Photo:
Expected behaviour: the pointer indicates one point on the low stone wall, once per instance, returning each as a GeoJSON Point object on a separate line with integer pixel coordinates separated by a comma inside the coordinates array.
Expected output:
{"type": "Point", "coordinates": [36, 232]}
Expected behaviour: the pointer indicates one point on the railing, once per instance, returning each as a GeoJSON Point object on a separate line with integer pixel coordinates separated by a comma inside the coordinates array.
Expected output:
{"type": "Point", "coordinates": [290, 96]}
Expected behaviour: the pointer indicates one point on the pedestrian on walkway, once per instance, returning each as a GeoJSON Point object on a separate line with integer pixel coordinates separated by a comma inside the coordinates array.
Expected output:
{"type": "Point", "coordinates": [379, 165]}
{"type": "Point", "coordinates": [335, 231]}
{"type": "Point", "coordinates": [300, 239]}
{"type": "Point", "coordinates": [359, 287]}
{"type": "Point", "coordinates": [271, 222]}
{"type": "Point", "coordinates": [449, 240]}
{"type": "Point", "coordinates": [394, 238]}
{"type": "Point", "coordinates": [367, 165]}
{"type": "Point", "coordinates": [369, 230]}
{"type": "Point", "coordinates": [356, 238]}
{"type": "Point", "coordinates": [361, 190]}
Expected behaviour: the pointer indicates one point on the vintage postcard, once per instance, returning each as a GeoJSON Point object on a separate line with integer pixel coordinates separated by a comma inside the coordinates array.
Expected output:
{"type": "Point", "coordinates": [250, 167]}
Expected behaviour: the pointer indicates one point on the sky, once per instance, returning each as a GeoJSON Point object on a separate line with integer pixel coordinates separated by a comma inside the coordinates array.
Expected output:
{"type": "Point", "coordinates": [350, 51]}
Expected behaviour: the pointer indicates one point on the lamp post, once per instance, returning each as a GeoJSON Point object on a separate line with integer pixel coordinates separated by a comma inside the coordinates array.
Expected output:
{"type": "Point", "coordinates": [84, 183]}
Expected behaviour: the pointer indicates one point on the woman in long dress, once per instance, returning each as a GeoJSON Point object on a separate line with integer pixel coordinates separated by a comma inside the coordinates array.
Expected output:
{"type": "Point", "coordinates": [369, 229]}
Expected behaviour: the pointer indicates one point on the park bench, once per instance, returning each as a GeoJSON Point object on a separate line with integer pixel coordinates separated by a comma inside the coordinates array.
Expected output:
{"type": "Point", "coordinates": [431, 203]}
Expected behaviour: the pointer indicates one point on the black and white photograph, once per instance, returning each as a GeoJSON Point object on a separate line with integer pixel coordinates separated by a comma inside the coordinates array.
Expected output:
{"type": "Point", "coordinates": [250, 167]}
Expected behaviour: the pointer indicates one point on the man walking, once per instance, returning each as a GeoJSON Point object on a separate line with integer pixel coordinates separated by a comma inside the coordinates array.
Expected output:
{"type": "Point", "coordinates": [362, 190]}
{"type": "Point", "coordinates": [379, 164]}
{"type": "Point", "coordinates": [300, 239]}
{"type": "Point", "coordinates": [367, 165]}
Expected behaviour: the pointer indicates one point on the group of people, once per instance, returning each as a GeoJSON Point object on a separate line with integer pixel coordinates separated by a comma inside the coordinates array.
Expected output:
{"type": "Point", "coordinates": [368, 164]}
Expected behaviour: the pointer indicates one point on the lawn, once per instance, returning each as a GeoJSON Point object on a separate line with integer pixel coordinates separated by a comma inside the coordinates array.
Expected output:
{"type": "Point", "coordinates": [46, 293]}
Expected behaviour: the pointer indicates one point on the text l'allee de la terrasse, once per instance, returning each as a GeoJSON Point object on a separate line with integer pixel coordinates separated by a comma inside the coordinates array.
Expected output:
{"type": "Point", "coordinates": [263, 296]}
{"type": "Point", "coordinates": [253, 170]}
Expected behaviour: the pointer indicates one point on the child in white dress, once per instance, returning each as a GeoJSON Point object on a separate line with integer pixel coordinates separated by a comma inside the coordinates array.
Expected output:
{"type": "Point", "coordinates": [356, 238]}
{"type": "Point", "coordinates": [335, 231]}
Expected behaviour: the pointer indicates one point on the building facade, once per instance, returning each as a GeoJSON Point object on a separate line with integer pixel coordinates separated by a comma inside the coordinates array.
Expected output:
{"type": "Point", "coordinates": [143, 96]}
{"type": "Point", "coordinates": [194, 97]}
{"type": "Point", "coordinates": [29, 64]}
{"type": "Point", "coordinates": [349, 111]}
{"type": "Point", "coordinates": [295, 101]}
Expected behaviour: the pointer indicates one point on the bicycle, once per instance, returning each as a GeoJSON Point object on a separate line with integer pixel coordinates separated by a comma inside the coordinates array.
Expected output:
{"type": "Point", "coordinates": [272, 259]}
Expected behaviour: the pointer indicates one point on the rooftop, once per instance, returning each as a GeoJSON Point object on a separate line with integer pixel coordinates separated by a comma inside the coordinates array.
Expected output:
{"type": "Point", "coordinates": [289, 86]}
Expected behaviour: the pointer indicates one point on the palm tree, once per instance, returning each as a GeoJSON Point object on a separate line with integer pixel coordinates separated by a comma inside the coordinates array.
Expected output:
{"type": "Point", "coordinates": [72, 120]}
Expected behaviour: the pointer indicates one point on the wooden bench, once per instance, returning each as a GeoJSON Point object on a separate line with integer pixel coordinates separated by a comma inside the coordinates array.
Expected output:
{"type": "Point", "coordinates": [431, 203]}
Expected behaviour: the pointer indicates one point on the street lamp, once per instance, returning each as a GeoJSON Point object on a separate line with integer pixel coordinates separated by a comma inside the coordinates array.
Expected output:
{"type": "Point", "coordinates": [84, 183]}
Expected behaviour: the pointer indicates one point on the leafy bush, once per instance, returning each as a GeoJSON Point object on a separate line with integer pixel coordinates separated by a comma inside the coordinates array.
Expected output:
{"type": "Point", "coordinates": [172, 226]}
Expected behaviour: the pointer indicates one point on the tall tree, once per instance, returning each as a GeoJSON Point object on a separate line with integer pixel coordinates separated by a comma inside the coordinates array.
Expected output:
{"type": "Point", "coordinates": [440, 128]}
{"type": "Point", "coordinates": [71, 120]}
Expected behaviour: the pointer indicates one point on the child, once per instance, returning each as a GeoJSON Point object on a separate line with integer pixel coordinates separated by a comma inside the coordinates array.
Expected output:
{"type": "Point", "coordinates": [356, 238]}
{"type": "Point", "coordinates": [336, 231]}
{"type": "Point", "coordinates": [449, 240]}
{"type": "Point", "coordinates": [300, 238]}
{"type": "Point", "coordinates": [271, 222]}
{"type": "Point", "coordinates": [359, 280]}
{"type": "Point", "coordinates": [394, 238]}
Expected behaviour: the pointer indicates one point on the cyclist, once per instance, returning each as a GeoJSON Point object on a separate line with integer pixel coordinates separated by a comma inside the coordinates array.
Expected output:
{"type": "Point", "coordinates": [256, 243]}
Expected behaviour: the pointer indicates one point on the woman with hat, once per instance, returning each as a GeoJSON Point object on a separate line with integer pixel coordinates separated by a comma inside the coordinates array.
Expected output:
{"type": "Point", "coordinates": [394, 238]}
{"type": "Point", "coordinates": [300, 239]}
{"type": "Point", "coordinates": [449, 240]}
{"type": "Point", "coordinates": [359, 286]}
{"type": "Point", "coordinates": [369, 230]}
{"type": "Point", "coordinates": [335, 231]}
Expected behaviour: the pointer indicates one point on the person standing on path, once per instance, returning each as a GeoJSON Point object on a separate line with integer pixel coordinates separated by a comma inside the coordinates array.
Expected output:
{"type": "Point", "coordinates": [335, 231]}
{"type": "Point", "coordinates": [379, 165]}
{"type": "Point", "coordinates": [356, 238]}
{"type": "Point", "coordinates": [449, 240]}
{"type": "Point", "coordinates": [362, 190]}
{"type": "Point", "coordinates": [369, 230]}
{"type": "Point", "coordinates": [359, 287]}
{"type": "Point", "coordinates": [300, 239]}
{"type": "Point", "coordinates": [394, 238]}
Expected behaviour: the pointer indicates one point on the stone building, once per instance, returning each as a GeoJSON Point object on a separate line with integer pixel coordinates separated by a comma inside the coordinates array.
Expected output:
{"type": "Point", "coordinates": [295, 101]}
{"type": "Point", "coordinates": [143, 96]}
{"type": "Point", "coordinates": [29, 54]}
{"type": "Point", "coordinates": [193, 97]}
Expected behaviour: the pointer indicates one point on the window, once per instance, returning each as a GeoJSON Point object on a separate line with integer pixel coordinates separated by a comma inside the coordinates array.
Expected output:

--------------------------------

> _Description of the task_
Starting with the line that contains "the cyclist, once", print each line through the last one in the listing. Include both end lines and add nothing.

> _Solution for this problem_
Expected behaviour: the pointer indicates one point on the cyclist, once per instance, returning each as a GeoJSON Point object on a separate line with integer pixel coordinates separated by a comma inside the coordinates array.
Expected output:
{"type": "Point", "coordinates": [256, 243]}
Expected behaviour: the pointer indicates one point on the woman with hat, once per instance, returning each as a GeoJSON Point object on a separate line with integer pixel coordinates separated by a comma inside the coordinates array.
Expected output:
{"type": "Point", "coordinates": [394, 238]}
{"type": "Point", "coordinates": [300, 239]}
{"type": "Point", "coordinates": [449, 240]}
{"type": "Point", "coordinates": [359, 286]}
{"type": "Point", "coordinates": [369, 230]}
{"type": "Point", "coordinates": [335, 231]}
Expected behaviour: the pointer indicates one point on the person standing on path, once per instance, returning each as a GeoJSON Point object on a separate line with integer pixel coordinates separated by a comma inside the coordinates array.
Expected output:
{"type": "Point", "coordinates": [335, 231]}
{"type": "Point", "coordinates": [379, 165]}
{"type": "Point", "coordinates": [356, 238]}
{"type": "Point", "coordinates": [449, 240]}
{"type": "Point", "coordinates": [362, 190]}
{"type": "Point", "coordinates": [369, 230]}
{"type": "Point", "coordinates": [359, 287]}
{"type": "Point", "coordinates": [300, 239]}
{"type": "Point", "coordinates": [394, 238]}
Expected behaviour: the pointer indicates one point on the stone building, once per instance, returning each as a GeoJSON Point object on a separate line with integer pixel coordinates separated by a comma inside the coordinates array.
Expected output:
{"type": "Point", "coordinates": [295, 101]}
{"type": "Point", "coordinates": [143, 96]}
{"type": "Point", "coordinates": [29, 54]}
{"type": "Point", "coordinates": [193, 97]}
Expected behaviour: the pointer indicates one point on the window, once per instance, returning each as a GeoJSON Point object on a separate line with integer pixel coordinates separated by a comma inside the coordinates array.
Expected output:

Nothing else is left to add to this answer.